GIVEN PASSAGE:
####################

We all are well aware that equities are volatile, that is they change prices and valuations frequently. In the short term the reasons could vary widely, ranging from news headlines to events and speculative forces. But these do not prevail and fundamentals always become the drivers.
What are some of these that we should be aware of? Firstly, it is proven that stock prices follow earnings growth. When investors are optimistic on earnings growth, prices move up and vice-versa. Hence markets moved up in spite of the pandemic because investors anticipated profits of businesses to grow and they did. But they do not go perfectly in lock-step; they generally move ahead in anticipation (mostly) and some (a smaller proportion) in retrospect. The charts below show how the Nifty’s movements can be related to aggregate earnings growth of the Nifty 50 companies.
The second critical driver is flows. When the flows are large, signifying high interest in buying, prices get driven up easily, and when there is an exodus, prices fall as easily and sometimes with greater ferocity. The different rates could be because fear is a greater driving emotion than greed!
Flows need to be seen with a global context because money is allowed to move freely for investments across borders. Global liquidity has been on an upswing ever since 2008. Liquidity infusion by central banks began with the need to support the economy post global financial crisis and has been increasing with the same mission ever since. Measured easily as the increase in the Fed’s balance sheet which was at USD 3 trillion post GFC, it has jumped to USD 8 trillion post pandemic.
Liquidity looks for profitable investment and hence markets globally have benefitted by this excess liquidity. Domestically, the table shows how inflows and outflows have affected the market.
Flows in turn are affected by sentiment in the short term and earnings growth in the long term. Fear of how the pandemic would weaken economies drove flows in the last year and still continue to be a factor. Another factor that forms part of the decision-making process is currency, which in turn depends on interest rates and inflation. Hence the strength or weakness of the USD is a prime determinant. A weak dollar benefits emerging economies, and so does a higher risk appetite. We have seen evidence of this in the last few months. The course of these flows to emerging nations can change if the USD strengthens due to higher interest rates and investors believing then that the USD offers a higher risk adjusted return.
All these factors together get reflected in the market pricing, valuations and of course volatility. There is a volatility index called the VIX that reflects the fear or complacency of investors. The chart illustrates how the index was at a high during the pandemic, reflecting fear and falling to lows on confidence that things can be managed and will be ok.

####################

PROVIDED RECORDS:
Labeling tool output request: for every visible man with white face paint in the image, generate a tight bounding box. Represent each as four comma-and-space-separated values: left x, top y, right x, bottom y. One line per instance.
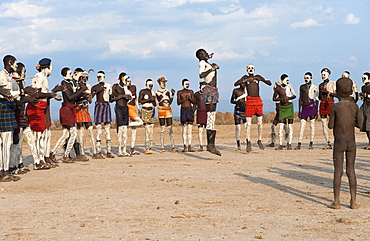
110, 72, 132, 157
126, 76, 144, 155
177, 79, 195, 152
26, 58, 64, 170
9, 63, 38, 174
342, 71, 358, 103
294, 72, 319, 150
230, 82, 248, 151
73, 68, 100, 161
50, 67, 87, 163
234, 64, 272, 152
91, 71, 114, 158
360, 72, 370, 150
194, 81, 207, 152
0, 55, 20, 182
195, 49, 221, 156
319, 68, 336, 149
155, 77, 178, 153
138, 79, 156, 154
272, 74, 296, 150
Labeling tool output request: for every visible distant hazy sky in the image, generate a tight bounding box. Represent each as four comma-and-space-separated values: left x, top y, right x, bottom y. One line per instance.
0, 0, 370, 115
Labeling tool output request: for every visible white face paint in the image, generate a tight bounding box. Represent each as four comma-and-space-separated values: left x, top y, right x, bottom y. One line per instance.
342, 72, 350, 78
64, 70, 73, 80
146, 81, 153, 90
304, 74, 312, 84
9, 60, 18, 72
182, 81, 190, 90
321, 71, 330, 80
159, 81, 167, 89
126, 77, 132, 86
362, 74, 370, 84
96, 73, 105, 83
281, 77, 289, 85
247, 64, 255, 75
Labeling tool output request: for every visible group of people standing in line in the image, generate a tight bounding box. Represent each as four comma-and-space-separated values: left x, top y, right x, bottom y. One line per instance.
0, 49, 364, 208
0, 49, 221, 182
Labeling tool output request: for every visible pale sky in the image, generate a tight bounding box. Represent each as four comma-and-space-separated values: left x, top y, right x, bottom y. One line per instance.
0, 0, 370, 115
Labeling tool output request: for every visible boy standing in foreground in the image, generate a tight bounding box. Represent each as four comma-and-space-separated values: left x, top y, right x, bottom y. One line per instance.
328, 77, 362, 209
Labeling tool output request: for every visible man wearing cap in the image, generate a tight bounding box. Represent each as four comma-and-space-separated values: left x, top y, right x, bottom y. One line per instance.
177, 79, 195, 152
234, 64, 272, 152
319, 68, 336, 149
195, 49, 221, 156
294, 72, 319, 150
0, 55, 20, 182
230, 82, 248, 151
138, 79, 156, 154
91, 71, 114, 158
50, 67, 87, 163
194, 81, 207, 152
155, 77, 178, 153
110, 72, 131, 157
126, 76, 144, 155
26, 58, 63, 170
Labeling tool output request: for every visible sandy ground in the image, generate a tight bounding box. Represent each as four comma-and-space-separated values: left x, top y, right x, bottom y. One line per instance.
0, 123, 370, 240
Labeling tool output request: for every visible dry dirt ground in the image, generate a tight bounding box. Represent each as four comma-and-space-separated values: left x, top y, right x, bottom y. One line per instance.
0, 123, 370, 240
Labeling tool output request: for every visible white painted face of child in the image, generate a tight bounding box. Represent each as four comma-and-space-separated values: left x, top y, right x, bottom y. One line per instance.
247, 64, 255, 75
321, 71, 330, 81
304, 74, 312, 84
96, 73, 105, 83
64, 69, 73, 80
362, 74, 370, 84
183, 81, 190, 90
281, 77, 289, 85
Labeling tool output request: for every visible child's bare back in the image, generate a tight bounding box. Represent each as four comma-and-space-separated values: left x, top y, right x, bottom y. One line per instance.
328, 78, 362, 209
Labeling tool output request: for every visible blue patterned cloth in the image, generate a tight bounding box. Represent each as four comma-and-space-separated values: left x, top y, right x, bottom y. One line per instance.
0, 100, 17, 132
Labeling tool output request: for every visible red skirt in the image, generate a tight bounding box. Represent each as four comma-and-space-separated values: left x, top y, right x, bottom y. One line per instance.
26, 100, 48, 132
320, 99, 334, 115
245, 96, 263, 117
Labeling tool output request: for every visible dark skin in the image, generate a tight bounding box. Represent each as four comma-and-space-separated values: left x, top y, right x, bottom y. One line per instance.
72, 75, 92, 129
194, 87, 206, 110
319, 79, 336, 118
61, 77, 87, 130
91, 82, 108, 124
359, 83, 370, 147
328, 96, 362, 209
198, 51, 220, 112
109, 80, 131, 106
156, 82, 175, 126
272, 84, 296, 124
234, 74, 272, 97
177, 82, 195, 124
298, 81, 318, 121
138, 83, 156, 125
230, 82, 246, 125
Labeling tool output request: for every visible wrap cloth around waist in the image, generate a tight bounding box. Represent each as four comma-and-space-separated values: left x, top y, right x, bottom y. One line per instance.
300, 101, 317, 119
180, 106, 194, 123
0, 101, 17, 132
245, 96, 263, 117
59, 102, 77, 126
114, 105, 129, 133
158, 106, 172, 118
26, 100, 48, 132
74, 105, 92, 123
94, 102, 112, 123
234, 106, 245, 120
202, 85, 219, 104
197, 109, 207, 125
279, 103, 294, 121
320, 99, 334, 115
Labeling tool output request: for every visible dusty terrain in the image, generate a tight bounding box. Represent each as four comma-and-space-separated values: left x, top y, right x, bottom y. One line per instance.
0, 122, 370, 240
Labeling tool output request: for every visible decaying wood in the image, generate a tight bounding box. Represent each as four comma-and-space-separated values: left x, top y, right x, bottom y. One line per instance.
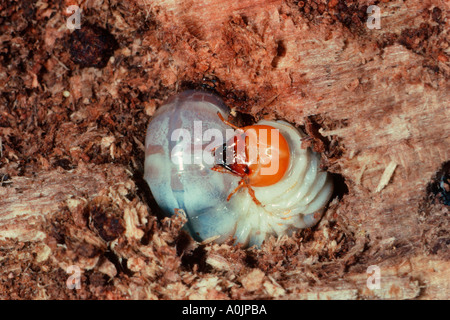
0, 0, 450, 299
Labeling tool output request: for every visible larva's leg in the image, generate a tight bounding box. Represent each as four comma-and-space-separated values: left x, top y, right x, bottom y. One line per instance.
217, 111, 241, 130
227, 179, 246, 201
245, 183, 262, 206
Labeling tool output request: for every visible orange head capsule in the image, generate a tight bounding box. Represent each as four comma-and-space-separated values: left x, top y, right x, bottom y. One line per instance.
243, 125, 289, 187
213, 114, 290, 205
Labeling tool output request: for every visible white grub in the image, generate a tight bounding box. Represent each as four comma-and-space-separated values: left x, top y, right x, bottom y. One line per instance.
144, 91, 333, 246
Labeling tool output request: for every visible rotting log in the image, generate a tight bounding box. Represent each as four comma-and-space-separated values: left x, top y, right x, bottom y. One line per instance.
0, 0, 450, 299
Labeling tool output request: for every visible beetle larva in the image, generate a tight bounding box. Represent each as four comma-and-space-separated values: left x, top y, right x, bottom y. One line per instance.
144, 91, 333, 246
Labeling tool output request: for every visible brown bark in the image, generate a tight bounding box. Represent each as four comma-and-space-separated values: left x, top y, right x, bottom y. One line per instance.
0, 0, 450, 299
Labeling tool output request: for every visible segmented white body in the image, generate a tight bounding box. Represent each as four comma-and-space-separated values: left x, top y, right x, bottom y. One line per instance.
144, 91, 333, 246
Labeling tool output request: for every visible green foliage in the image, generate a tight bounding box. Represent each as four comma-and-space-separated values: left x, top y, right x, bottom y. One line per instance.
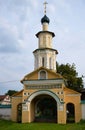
5, 90, 18, 96
0, 120, 85, 130
56, 63, 83, 91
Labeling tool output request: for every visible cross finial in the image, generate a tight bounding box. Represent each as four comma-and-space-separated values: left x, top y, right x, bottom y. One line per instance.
44, 1, 48, 14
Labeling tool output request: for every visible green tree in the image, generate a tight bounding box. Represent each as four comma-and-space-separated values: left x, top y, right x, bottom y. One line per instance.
56, 63, 84, 91
5, 90, 18, 96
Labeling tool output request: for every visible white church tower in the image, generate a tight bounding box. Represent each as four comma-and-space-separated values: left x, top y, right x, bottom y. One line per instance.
33, 2, 58, 72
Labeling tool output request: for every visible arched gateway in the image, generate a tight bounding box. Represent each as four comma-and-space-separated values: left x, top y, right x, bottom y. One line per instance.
12, 2, 81, 124
26, 90, 61, 122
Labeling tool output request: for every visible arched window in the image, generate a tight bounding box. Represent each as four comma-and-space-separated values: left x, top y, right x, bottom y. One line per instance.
42, 57, 45, 67
40, 71, 46, 79
49, 57, 52, 69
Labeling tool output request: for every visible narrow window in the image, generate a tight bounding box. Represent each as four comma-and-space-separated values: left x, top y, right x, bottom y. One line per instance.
42, 57, 45, 67
49, 57, 52, 69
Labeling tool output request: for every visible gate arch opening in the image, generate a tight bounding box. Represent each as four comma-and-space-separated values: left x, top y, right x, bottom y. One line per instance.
66, 103, 75, 123
27, 90, 61, 123
31, 94, 57, 122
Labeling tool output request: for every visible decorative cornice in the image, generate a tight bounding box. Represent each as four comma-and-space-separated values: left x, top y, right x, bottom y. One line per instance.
36, 31, 55, 37
33, 48, 58, 54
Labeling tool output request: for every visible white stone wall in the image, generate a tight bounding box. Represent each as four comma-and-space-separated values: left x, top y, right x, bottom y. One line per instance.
81, 104, 85, 120
0, 108, 11, 120
34, 50, 56, 71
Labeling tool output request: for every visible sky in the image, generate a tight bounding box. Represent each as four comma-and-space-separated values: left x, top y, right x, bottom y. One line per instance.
0, 0, 85, 94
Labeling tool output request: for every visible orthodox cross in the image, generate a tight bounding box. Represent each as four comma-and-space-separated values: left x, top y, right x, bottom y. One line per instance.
44, 1, 48, 14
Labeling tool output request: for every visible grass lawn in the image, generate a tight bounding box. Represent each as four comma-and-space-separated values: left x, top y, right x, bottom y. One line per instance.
0, 120, 85, 130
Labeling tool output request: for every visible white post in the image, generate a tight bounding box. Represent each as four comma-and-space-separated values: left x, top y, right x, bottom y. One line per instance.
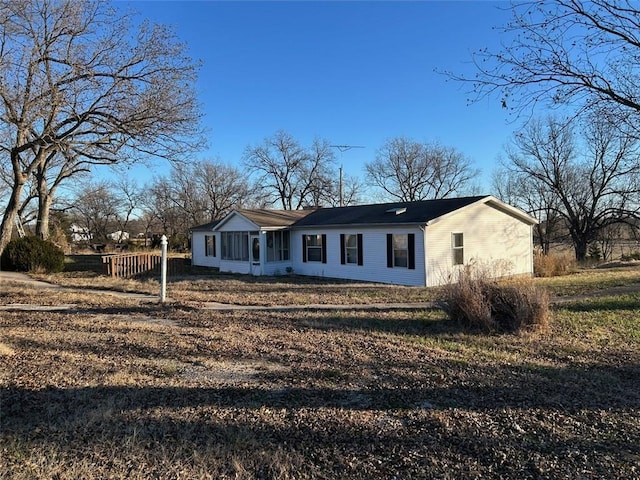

####################

TASK: From the passage on stock market drivers, copy word for word the portion that begins with "The second critical" and ends after "emotion than greed!".

RESULT OF THIS EXERCISE:
The second critical driver is flows. When the flows are large, signifying high interest in buying, prices get driven up easily, and when there is an exodus, prices fall as easily and sometimes with greater ferocity. The different rates could be because fear is a greater driving emotion than greed!